[Source records]
* begin *

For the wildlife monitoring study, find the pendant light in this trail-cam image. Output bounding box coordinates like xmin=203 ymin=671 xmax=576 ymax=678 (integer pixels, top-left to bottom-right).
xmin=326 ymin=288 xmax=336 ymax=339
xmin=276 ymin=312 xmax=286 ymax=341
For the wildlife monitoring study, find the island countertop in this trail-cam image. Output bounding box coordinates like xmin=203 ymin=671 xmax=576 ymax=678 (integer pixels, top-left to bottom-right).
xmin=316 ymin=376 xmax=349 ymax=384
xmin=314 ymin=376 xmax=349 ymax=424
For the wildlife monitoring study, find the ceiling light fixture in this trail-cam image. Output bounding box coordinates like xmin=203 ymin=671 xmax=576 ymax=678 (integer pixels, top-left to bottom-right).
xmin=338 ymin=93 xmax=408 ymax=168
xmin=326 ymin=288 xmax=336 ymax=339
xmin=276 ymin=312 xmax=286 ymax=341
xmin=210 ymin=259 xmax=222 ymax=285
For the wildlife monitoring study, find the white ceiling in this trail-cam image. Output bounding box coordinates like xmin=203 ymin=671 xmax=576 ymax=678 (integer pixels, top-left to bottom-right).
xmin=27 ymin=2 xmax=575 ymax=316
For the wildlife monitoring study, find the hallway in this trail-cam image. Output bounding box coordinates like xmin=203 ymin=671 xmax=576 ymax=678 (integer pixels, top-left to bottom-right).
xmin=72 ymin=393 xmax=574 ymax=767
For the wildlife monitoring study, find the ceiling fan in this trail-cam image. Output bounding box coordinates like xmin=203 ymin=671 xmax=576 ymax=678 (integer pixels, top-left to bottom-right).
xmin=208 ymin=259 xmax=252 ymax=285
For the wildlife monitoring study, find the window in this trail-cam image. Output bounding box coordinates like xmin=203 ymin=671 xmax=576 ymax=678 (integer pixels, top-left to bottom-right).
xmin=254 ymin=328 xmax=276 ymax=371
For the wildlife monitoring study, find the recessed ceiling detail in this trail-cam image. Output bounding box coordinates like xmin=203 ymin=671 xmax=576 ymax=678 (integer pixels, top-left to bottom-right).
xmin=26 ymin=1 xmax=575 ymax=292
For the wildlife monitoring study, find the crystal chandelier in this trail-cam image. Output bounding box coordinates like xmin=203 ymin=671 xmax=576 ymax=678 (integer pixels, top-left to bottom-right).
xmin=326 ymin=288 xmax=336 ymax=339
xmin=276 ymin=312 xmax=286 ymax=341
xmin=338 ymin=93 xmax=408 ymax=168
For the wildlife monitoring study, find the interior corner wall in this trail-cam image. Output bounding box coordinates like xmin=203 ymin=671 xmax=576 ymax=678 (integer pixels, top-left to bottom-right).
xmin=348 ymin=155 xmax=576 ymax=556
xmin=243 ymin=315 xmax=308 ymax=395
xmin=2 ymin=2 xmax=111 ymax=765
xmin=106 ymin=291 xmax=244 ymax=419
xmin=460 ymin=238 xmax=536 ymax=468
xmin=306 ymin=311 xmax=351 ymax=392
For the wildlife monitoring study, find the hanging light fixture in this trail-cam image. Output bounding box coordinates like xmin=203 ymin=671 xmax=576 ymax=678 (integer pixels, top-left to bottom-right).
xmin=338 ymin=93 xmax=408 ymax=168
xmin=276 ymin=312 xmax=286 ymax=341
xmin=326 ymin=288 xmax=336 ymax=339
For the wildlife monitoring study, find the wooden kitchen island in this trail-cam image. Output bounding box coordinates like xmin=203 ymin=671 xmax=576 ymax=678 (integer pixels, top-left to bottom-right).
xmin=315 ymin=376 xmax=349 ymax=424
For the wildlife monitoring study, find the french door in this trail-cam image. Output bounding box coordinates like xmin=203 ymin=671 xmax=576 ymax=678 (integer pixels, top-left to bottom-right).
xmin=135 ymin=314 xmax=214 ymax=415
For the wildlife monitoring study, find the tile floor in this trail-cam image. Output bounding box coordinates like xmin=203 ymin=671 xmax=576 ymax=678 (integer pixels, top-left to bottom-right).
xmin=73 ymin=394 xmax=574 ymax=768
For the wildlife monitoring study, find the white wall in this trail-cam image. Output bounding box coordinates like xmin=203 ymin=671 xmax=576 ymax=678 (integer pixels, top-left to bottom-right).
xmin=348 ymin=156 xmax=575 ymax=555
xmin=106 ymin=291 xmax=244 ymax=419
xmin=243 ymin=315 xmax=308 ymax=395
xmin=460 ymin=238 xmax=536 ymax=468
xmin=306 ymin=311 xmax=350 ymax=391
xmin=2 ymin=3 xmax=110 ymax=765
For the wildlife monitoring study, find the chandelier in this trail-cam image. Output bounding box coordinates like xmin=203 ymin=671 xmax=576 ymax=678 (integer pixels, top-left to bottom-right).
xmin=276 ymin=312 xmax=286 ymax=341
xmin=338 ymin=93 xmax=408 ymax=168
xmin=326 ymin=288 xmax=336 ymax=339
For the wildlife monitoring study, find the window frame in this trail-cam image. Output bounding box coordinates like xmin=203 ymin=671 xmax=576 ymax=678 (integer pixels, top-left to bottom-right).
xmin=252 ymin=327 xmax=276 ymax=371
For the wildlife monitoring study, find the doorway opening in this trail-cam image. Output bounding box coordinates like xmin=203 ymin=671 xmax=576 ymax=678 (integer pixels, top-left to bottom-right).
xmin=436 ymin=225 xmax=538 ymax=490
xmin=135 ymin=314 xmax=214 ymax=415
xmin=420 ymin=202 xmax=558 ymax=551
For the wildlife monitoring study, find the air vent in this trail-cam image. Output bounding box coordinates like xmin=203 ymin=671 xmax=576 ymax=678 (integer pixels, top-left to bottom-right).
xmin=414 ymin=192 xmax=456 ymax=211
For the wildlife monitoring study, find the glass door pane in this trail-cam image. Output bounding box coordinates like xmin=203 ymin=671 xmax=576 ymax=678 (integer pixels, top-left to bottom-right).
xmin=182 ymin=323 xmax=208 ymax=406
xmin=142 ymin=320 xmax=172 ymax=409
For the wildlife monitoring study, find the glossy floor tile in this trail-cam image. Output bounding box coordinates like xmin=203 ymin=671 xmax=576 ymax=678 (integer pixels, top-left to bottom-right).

* end *

* Set task: Convert the stretch of the listing from the line containing "For the wildlife monitoring study, find the french" through the line containing "xmin=414 ymin=192 xmax=456 ymax=211" into a numbered list, leaving out any blank lines.

* Exercise solution:
1. For the wildlife monitoring study, find the french door in this trail-cam image. Output bounding box coordinates like xmin=203 ymin=671 xmax=576 ymax=678 (integer pixels, top-left to bottom-right).
2. xmin=135 ymin=314 xmax=214 ymax=415
3. For the wildlife monitoring study, find the tile floor in this trail-cam image. Output bounding box coordinates like xmin=203 ymin=671 xmax=576 ymax=678 (integer pixels, top-left to bottom-right).
4. xmin=73 ymin=394 xmax=574 ymax=768
5. For the wildlife monitoring study, find the white wall in this trail-cam image. Output bounding box coordinates like xmin=203 ymin=671 xmax=576 ymax=678 (integer pixels, top-left to bottom-right).
6. xmin=348 ymin=156 xmax=575 ymax=555
7. xmin=106 ymin=291 xmax=244 ymax=419
8. xmin=243 ymin=315 xmax=308 ymax=395
9. xmin=460 ymin=238 xmax=536 ymax=468
10. xmin=306 ymin=311 xmax=350 ymax=391
11. xmin=2 ymin=3 xmax=110 ymax=765
12. For the wildlife monitoring study, find the chandelier in this trail-cam image. Output bounding box coordinates like xmin=203 ymin=671 xmax=576 ymax=678 (integer pixels, top-left to bottom-right).
13. xmin=276 ymin=312 xmax=286 ymax=341
14. xmin=338 ymin=93 xmax=408 ymax=168
15. xmin=326 ymin=288 xmax=336 ymax=339
16. For the wildlife monitoring study, find the window frame in this trail-cam image. Output bounding box coordinates like xmin=203 ymin=671 xmax=576 ymax=678 (integer pixels, top-left to bottom-right).
17. xmin=252 ymin=327 xmax=276 ymax=371
18. For the wildlife monitoring study, find the doorway opening in this trail-cam image. Output bounding box coordinates like xmin=203 ymin=671 xmax=576 ymax=678 (integer pixels, top-left to bottom-right).
19. xmin=436 ymin=225 xmax=538 ymax=490
20. xmin=135 ymin=314 xmax=214 ymax=415
21. xmin=420 ymin=202 xmax=558 ymax=551
22. For the wildlife monitoring study, find the air vent in this trail-cam image. Output bounding box coordinates like xmin=203 ymin=671 xmax=576 ymax=678 (integer pixels, top-left to bottom-right).
23. xmin=414 ymin=192 xmax=456 ymax=211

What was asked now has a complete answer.